Collection entries
━━━━━━━━━━━━━━━━

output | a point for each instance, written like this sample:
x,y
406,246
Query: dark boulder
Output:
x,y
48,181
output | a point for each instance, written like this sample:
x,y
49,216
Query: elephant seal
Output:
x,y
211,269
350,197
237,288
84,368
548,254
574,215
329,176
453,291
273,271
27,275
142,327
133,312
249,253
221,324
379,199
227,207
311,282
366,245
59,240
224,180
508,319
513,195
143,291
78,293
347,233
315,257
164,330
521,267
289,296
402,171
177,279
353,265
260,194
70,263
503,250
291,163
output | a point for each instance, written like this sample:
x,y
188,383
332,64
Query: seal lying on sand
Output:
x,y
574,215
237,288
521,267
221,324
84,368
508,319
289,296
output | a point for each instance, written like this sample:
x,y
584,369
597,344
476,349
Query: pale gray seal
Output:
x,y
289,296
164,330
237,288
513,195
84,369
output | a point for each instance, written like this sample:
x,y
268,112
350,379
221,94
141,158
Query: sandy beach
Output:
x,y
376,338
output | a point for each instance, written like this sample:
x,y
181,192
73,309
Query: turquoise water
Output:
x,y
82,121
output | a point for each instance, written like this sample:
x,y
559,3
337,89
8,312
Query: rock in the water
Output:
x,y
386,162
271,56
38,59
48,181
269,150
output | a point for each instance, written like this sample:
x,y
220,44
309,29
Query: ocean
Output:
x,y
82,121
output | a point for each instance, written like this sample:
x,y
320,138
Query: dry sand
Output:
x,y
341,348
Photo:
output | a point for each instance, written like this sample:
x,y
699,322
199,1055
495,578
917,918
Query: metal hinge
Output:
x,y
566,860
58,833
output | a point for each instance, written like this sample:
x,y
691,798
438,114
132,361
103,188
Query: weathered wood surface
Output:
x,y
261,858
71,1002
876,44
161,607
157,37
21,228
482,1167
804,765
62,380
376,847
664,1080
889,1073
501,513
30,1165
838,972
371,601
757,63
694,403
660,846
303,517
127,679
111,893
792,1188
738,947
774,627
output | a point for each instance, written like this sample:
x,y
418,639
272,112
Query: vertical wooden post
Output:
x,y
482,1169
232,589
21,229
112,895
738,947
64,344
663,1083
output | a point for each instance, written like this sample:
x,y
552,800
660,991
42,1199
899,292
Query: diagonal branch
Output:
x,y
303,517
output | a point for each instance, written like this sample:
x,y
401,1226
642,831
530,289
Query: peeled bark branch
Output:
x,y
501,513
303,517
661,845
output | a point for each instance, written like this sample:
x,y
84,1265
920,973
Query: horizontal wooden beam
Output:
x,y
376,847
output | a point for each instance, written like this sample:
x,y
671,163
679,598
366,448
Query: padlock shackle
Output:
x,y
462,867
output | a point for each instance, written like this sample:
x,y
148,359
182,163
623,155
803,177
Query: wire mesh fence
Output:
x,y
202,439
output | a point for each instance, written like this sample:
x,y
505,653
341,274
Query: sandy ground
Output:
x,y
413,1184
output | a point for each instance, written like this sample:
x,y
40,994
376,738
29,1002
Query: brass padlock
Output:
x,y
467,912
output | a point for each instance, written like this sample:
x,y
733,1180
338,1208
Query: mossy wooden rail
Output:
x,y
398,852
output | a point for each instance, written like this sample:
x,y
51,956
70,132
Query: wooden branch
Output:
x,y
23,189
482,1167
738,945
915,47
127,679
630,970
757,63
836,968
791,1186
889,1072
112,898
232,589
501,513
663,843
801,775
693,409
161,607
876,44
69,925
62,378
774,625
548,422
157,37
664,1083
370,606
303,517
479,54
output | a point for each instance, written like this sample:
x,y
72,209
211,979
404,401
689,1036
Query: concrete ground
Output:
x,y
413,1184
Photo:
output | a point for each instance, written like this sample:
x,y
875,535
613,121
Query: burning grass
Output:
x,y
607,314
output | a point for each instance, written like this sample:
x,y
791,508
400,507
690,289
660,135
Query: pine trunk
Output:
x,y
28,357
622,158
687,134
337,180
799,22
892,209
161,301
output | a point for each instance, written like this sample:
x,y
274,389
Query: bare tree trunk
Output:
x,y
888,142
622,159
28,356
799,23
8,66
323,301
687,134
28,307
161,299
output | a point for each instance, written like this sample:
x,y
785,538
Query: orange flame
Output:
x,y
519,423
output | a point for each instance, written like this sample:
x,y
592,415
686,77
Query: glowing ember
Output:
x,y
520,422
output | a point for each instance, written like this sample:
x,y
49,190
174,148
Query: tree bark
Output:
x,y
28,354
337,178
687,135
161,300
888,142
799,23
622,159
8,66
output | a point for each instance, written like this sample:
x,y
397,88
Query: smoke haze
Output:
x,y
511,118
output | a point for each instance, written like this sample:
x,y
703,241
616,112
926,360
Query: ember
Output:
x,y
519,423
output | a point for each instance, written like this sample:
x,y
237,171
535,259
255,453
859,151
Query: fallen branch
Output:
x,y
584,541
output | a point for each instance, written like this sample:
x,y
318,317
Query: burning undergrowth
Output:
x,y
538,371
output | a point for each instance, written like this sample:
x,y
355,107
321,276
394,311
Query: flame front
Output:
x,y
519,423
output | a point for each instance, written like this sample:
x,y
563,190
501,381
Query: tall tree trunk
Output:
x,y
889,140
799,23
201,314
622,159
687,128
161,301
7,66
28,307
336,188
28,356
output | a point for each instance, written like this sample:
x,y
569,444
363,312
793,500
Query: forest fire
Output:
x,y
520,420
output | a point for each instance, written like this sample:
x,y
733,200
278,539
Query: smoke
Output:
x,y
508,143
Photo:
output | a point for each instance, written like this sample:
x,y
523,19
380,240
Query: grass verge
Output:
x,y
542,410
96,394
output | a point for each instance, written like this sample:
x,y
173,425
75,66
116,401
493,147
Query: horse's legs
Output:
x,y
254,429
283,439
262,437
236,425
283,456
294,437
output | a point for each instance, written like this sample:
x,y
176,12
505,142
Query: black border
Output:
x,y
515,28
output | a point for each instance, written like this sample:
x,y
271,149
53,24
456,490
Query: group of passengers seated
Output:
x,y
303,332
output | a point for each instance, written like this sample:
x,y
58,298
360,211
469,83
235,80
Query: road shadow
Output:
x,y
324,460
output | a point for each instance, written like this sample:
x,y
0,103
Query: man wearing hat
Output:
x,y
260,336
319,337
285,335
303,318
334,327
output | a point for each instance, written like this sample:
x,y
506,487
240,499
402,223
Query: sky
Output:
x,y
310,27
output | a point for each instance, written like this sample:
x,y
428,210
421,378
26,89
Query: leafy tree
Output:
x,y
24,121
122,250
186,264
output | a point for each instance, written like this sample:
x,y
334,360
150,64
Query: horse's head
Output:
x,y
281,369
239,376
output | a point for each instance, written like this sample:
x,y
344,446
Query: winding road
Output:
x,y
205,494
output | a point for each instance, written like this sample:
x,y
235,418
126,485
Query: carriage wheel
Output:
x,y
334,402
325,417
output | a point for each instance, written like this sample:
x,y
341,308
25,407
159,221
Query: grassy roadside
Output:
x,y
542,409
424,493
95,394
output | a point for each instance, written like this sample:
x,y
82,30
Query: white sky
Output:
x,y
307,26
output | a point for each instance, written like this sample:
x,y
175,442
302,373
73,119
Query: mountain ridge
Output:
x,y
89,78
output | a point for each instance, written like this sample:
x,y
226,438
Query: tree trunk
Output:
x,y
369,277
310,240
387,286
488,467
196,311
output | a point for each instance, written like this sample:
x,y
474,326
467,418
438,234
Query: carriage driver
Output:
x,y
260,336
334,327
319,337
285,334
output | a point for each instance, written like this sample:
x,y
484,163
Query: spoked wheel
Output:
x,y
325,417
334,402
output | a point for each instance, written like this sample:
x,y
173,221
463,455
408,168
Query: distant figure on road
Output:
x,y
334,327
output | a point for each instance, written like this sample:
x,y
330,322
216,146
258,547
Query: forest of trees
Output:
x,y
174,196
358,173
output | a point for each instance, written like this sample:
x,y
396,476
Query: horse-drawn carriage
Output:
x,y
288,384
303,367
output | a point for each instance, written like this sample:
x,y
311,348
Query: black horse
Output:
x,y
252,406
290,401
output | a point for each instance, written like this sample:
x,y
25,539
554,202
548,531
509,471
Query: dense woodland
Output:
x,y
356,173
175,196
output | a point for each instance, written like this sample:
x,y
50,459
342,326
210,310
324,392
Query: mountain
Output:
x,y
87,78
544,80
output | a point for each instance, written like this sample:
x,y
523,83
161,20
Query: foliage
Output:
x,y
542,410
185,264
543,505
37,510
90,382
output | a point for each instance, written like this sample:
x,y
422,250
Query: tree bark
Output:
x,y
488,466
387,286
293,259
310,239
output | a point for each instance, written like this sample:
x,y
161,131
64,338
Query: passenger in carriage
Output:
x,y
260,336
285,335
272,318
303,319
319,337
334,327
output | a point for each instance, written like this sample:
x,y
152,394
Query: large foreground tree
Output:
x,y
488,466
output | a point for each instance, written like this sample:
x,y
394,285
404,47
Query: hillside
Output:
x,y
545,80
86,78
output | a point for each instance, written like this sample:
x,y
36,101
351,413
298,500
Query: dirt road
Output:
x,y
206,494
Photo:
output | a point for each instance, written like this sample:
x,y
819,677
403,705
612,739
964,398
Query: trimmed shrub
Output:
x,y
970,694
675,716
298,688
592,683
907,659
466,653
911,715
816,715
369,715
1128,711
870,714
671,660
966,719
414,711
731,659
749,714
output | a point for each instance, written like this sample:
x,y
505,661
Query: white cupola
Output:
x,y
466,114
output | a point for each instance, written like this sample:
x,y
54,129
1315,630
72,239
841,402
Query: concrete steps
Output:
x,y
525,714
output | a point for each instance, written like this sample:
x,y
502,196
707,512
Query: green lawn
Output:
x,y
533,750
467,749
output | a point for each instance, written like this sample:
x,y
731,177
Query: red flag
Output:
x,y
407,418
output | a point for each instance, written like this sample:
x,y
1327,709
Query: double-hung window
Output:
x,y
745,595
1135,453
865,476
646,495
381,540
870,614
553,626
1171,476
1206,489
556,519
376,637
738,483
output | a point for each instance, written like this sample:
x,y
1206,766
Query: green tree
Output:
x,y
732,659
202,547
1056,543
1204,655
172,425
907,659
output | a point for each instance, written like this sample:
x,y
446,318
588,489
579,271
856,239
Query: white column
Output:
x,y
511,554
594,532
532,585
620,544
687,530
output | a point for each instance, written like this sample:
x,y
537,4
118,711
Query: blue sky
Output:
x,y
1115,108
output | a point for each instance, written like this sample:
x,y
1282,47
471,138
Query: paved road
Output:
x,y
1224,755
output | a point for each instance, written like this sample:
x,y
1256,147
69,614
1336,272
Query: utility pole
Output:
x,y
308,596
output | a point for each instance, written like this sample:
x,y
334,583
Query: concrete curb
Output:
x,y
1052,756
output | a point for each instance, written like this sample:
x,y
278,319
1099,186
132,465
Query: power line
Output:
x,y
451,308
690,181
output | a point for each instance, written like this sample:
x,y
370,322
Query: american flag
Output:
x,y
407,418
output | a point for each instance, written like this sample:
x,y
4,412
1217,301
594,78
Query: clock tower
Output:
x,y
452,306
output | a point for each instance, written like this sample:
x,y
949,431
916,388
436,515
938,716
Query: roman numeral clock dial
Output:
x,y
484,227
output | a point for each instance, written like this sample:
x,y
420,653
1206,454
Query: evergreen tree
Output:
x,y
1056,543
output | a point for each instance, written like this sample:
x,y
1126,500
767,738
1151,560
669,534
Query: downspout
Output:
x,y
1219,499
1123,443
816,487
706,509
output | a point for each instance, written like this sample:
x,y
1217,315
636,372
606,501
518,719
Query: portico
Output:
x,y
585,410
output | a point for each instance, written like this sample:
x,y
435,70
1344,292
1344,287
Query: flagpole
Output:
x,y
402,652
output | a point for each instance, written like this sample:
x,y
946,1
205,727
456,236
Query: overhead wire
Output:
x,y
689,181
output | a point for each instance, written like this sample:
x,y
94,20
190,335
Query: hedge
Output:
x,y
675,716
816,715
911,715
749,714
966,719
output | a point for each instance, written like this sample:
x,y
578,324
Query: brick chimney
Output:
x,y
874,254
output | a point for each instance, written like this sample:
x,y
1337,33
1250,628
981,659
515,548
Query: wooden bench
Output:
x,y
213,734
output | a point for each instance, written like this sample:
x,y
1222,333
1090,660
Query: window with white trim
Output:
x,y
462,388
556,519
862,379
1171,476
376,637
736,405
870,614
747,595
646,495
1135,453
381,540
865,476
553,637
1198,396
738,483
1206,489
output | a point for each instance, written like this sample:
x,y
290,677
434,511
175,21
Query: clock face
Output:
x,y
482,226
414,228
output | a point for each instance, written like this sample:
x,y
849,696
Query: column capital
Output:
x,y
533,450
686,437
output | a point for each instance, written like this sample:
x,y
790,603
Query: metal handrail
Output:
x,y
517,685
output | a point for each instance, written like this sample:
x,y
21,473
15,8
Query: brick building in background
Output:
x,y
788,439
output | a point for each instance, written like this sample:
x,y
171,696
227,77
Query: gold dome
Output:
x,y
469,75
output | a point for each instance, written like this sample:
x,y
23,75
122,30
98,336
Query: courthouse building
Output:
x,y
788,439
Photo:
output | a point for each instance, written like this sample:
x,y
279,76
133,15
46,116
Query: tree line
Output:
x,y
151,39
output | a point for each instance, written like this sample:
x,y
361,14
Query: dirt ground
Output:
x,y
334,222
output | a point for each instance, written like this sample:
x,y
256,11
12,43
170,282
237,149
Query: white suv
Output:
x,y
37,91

━━━━━━━━━━━━━━━━

> _What is expected_
Show each line from the records above that contains the string "black".

> _Reply_
Query: black border
Query: black horse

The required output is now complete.